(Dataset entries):
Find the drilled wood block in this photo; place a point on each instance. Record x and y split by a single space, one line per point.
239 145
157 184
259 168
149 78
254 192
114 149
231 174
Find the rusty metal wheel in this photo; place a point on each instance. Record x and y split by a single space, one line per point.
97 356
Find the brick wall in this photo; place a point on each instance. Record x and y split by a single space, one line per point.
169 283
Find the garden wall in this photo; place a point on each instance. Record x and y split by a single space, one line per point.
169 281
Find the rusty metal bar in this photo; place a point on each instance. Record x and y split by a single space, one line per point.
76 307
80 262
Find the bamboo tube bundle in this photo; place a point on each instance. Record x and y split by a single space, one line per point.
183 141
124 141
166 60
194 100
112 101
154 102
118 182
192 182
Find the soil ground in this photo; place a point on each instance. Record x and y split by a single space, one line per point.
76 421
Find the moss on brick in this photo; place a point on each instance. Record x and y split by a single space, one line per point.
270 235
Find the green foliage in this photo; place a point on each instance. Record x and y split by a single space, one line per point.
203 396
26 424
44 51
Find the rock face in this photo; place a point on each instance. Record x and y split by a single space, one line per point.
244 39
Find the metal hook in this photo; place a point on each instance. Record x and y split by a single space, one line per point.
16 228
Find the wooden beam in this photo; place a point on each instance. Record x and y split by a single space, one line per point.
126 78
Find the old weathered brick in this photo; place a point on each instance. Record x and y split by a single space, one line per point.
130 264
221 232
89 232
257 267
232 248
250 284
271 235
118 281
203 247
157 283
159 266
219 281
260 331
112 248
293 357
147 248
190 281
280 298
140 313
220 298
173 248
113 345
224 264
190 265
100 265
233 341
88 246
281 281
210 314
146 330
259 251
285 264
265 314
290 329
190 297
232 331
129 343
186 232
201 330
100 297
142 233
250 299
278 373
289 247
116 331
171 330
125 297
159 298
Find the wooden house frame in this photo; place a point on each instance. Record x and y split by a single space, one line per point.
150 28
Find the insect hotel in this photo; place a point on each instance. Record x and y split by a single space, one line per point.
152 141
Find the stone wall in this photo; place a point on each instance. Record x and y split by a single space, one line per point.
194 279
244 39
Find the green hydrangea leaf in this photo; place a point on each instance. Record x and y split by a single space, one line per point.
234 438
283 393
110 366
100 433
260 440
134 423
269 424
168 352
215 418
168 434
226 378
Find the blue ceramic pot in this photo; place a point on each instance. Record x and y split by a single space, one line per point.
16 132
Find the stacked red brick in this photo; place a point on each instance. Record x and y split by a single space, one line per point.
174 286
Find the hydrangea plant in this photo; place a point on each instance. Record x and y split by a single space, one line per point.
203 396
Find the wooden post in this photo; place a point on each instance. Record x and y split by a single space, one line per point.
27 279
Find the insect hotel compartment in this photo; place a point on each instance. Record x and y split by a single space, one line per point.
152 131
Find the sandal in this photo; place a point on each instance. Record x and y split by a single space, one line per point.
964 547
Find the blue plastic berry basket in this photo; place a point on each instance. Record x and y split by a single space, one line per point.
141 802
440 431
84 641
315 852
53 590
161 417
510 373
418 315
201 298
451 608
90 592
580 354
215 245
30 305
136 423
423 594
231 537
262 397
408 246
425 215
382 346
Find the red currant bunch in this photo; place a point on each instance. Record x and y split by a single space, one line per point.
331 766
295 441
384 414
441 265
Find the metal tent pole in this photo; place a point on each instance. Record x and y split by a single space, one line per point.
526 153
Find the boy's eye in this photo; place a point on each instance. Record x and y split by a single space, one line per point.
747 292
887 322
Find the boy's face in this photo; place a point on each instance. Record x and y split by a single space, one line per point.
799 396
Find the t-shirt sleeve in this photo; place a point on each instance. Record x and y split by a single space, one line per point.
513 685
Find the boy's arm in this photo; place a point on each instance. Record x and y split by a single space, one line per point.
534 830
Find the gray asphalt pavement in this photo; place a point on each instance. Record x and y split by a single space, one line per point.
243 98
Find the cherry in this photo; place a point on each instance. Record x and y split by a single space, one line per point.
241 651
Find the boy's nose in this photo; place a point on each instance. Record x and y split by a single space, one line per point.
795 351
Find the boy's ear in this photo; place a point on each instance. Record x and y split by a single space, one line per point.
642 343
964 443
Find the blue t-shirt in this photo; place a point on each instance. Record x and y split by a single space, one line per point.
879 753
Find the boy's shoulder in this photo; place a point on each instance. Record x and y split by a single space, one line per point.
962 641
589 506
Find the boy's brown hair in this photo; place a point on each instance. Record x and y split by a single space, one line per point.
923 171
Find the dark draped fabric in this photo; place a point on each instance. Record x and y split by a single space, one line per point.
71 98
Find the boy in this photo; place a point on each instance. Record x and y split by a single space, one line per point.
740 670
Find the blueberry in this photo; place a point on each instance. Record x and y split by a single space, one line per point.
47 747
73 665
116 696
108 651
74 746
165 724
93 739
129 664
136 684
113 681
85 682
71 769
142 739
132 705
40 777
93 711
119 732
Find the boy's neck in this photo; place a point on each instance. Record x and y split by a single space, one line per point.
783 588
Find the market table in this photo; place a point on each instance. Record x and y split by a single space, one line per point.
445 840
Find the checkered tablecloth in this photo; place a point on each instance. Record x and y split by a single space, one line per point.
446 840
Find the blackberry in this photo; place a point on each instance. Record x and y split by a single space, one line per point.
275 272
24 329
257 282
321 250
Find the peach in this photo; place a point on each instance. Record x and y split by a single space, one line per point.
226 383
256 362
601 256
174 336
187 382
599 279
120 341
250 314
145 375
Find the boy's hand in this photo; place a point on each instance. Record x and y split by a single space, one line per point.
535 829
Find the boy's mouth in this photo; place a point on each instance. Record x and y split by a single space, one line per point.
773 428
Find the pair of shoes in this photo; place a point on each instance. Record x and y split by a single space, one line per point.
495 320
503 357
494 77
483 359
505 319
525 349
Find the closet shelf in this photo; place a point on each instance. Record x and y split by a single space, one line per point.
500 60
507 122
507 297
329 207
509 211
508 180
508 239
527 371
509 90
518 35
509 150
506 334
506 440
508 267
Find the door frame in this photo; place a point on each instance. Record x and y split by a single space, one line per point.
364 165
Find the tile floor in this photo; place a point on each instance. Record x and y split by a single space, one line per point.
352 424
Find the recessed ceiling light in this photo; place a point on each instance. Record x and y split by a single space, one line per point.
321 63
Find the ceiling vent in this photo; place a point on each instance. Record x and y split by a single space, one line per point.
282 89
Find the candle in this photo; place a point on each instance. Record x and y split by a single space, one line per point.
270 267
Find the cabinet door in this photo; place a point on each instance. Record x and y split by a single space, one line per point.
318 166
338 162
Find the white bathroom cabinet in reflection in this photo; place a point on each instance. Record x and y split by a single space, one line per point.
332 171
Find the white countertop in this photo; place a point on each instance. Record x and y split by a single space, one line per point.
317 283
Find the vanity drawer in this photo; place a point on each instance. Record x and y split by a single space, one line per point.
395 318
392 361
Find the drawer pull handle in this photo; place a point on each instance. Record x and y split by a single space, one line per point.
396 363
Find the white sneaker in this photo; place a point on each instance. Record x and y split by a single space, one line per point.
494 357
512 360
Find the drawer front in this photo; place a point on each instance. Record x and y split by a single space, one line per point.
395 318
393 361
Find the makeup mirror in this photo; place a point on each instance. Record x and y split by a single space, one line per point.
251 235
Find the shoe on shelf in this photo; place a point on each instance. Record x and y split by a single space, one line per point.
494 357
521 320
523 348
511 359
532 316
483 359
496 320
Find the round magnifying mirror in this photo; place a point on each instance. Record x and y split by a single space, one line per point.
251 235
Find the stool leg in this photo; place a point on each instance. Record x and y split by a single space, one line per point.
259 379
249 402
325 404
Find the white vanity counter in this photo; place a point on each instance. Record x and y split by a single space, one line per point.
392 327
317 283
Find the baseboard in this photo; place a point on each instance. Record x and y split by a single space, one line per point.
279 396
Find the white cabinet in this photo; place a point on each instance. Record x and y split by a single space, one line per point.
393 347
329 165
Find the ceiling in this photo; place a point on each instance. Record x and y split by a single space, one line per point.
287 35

(WHAT IS REQUIRED): Using the records above, please retype only the run of lines from the line holding "Find the makeup" through the last line, both ends included.

(TASK RESPONSE):
Find the makeup mirror in this photo; place a point on each instance. Record x and y split by a single space, one line per point.
251 235
Find the shoe on shelf in this photo; place a point on each instance. Record x and y split by a single space, one line per point.
494 357
521 320
523 348
511 359
532 316
483 359
496 320
Find the round magnifying mirror in this photo; place a point on each instance. Record x and y split by a single space, one line per point.
251 235
Find the stool leg in this photo; place a point on each instance. Record x and y split by a single space, one line per point.
259 379
249 402
325 404
Find the white vanity counter in this photo; place a point on each instance. Record x and y split by a single space, one line per point.
392 327
317 283
Find the baseboard in this photo; place a point on each instance. Record x and y split by a single space, one line per point.
279 396
Find the white cabinet in this photo; place a point on each instance. Record x and y split by a single space, one line per point.
393 347
329 165
Find the ceiling in this photo; place a point on each instance. Record x and y split by a single space, one line per point.
287 35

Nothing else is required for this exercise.